今回の記事では、事業会社の情報システム部署で仕事を進めていくにあたり頭に入れておくと良いことや気をつけたいポイントを、私の超個人的な主観で紹介していきます。
情シス心の手引きってなに?
私が情シスのお仕事をするうえで、大事にしているポイントや意識して気を付けているポイントをまとめたものです。
因みに、適当に思い付いた言葉であり、ネーミングに深い意味はありません・・・。
情シス心の手引き一覧
当項では、当記事の主題である「情シス心の手引き」を紹介していきます。
尚、今回紹介する内容は、ITの技術的な内容はあまり含まれておりません。
事業会社の情報システム部署に勤めるにあたって、ITの技術はもちろん大切ですが、それ以上に「人との接し方」や「仕事の向き合い方や進め方」といった部分も非常に重要です。
あくまで超個人的な内容になりますが、今回紹介する内容が何方かのお仕事のヒントになれば幸いです。
社内提案には必ず魅力的な費用対効果を添えよう
情シスとして働いていると、社内のITをこう変えたいとか、こうするともっと良くなると考えて、社内の経営陣に提案をすることも多々あります。
そんな時に、以下のように感じることはないでしょうか?
- 上の人たちはITをなかなか理解してくれない。
- 経営陣はお金にシビアで予算をくれない。
それは、貴方の提案内容から費用的なメリットや効果を感じていないからではないでしょうか?
社内にはこのようなイケていない問題があり、それをこれこれこうすると良くなります。
費用はこれだけ掛かりますがきっと良くなるので導入したいです。
提案相手が同じくITに精通しており、貴方が提案した内容からメリットを汲み取ってくれるなら良いのですが、決裁権を持つ多くの偉い人たちはITを知りません。
ITを知らない人にITに関する提案をストレートにぶつけたところで、大きな費用が掛かる提案内容であるほど、許可はもらえないでしょう。
そこで提案内容に必ず加えておいてほしいのが、「魅力のある費用対効果」です。
社内にはこのようなイケていない問題があり、それによる機会損失はざっと試算して毎年〇〇万円です。
この製品を導入すると、最初に〇〇万円必要になりますが、1年半後にはその費用分が回収できて以降は毎年〇〇万円の経費削減ができます。
導入しないともったいないので導入しましょう!
あ、因みにこの製品は〇〇を便利にするためのものです。

## [取り組む課題]
A. 情シスの心得を扱った抜粋から、「事業会社の情報システム部署に」から「ないからではないでしょうか?」までのすべてを一字一句そのまま書き写してください。
B. 情シスの心得を扱った抜粋によると、社内の経営陣への提案内容に必ず加えておいてほしいものは何ですか。

## [利用できる資料]
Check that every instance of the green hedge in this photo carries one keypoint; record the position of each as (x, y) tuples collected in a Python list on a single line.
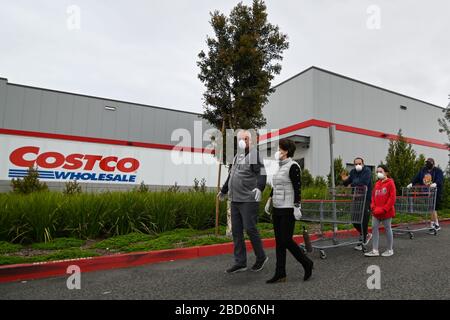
[(43, 216)]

## [課題の解答]
A.
事業会社の情報システム部署に勤めるにあたって、ITの技術はもちろん大切ですが、それ以上に「人との接し方」や「仕事の向き合い方や進め方」といった部分も非常に重要です。
あくまで超個人的な内容になりますが、今回紹介する内容が何方かのお仕事のヒントになれば幸いです。
社内提案には必ず魅力的な費用対効果を添えよう
情シスとして働いていると、社内のITをこう変えたいとか、こうするともっと良くなると考えて、社内の経営陣に提案をすることも多々あります。
そんな時に、以下のように感じることはないでしょうか?
- 上の人たちはITをなかなか理解してくれない。
- 経営陣はお金にシビアで予算をくれない。
それは、貴方の提案内容から費用的なメリットや効果を感じていないからではないでしょうか?

B. 魅力のある費用対効果です。